# Instruction
Format the data below as a two-column CSV with the header text,points. Give one row for each sentence in the data, with the coordinate lines after that sentence in the points column. Put every field in double quotes, turn line breaks into spaces, and leave out the pictures.
======== Extracted entries ========
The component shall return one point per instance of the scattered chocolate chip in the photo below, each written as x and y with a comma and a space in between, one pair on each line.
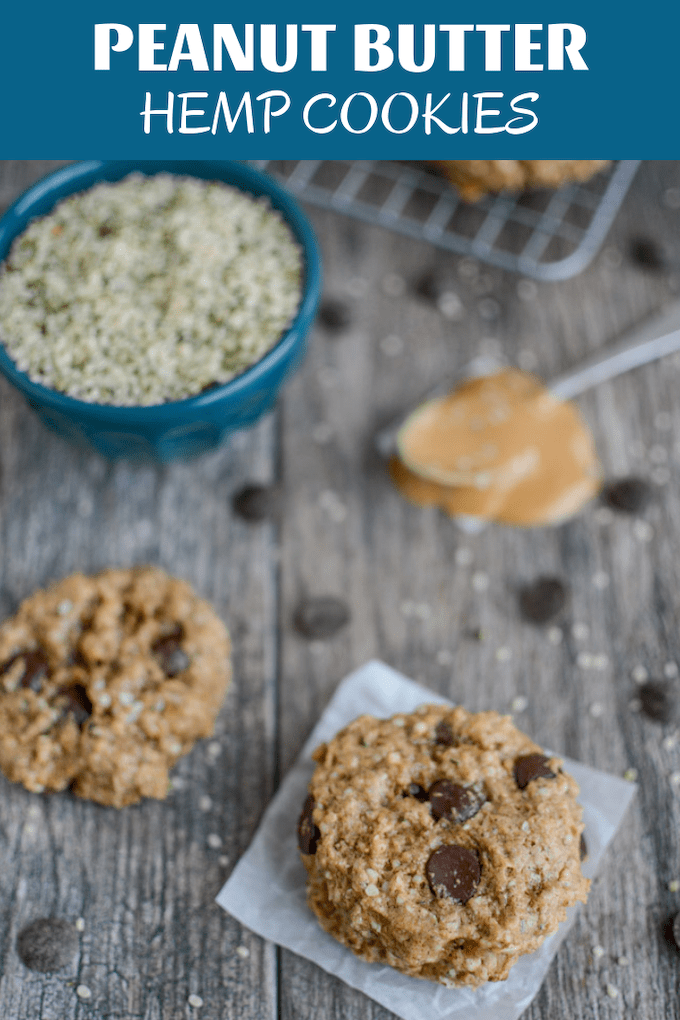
657, 701
308, 832
415, 789
428, 287
530, 767
443, 734
77, 703
542, 600
256, 503
457, 804
47, 944
320, 617
647, 253
627, 495
334, 315
171, 657
454, 871
669, 931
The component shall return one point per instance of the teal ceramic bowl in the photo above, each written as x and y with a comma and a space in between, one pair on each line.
186, 427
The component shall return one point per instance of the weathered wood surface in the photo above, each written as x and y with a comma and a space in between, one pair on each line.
144, 879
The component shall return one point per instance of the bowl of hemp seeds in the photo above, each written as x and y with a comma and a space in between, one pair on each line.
149, 309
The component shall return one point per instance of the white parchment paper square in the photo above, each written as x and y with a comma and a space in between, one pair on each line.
266, 889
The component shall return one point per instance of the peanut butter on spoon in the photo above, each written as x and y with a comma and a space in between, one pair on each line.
502, 448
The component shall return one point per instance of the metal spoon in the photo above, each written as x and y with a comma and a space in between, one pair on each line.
652, 339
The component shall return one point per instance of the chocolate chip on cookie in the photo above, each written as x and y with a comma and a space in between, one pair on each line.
321, 617
47, 944
456, 804
454, 871
628, 495
443, 734
390, 794
530, 767
75, 703
541, 601
308, 832
171, 657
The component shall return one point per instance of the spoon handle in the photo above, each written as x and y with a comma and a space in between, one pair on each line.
636, 349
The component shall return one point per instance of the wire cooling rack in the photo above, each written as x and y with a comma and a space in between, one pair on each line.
544, 235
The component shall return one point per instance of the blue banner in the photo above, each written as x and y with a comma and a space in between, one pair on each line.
355, 80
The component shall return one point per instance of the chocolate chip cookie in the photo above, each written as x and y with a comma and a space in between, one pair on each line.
475, 177
106, 681
441, 843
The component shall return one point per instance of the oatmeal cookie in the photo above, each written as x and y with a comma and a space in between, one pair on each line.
475, 177
106, 681
443, 844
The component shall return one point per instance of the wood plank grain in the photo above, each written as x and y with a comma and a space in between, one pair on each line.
144, 879
417, 606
========
# Response below
text,points
"The component shall return one point per instance of the scattered chocolate chip in the photo below, each written as x and y with a comma and a space in between, one pair on each line.","657, 701 308, 832 415, 789 428, 287 530, 767 443, 734 77, 703 542, 600 256, 503 457, 804 47, 944 320, 617 647, 253 627, 495 334, 315 171, 657 454, 871 669, 931"
"The component shall return one point per instance of the teal ceramic bowl in the photo above, each written as x and y with a comma and a space in between, one pair on each line.","186, 427"
"The component shall return one point per instance of the weathered wood surface in the photo above, each written as x and y with a comma and a space in between, one pair on each line.","144, 879"
"The component shall return one point per instance of the bowl of hemp seeds in the photo above, each written as x and y with a comma and a space in between, one pair on each line.","149, 309"
"The component shall return one point per instance of the white parchment paper square in the photo above, each written as x and y with a comma and a space in between, one pair on each line.","266, 889"
"The component shall return one point per instance of the peanut butter on spoon in the photo above, each written as x and y with a comma and a space in between, one pair on each line.","502, 448"
"The component shall return one point per instance of the metal spoon in the photo above, each written as x and y with a comma and a space in between, one pair on each line.","652, 339"
"The component shall return one point per instance of the chocolate chip on cookie in the photo above, each written as x and y with a comma and a space in between, one pair on each line.","321, 617 47, 944 456, 804 454, 871 628, 495 443, 734 390, 794 530, 767 75, 703 541, 601 308, 832 171, 657"
"The component shall return one point per instance of the spoon handle in the photo above, each written as x and y with a comma and a space in between, one pair on each line.","636, 349"
"The component shall return one point per instance of the wire cooling rack in the photo above, each written as x and y with a comma and a space in between, one pair on each line.","544, 235"
"The component shall return one point per instance of the blue banner in the photo above, each written as x and y with a comma and a space in between, one pair on each line.","355, 80"
"The component shall return one point per instance of the chocolate chip cookie in the photo above, each written as x and y with a comma and a space in between, one pair on each line.","475, 177 106, 681 441, 843"
"The component shall return one point per instance of the oatmeal cookie in the photo above, each written as x and y with a comma and a space in between, one pair on each line.","475, 177 106, 681 443, 844"
"The component shall return one point per instance of the wood plank grain in the photo above, each written as x and y with a comma and a space in between, one pair on each line.","144, 879 417, 606"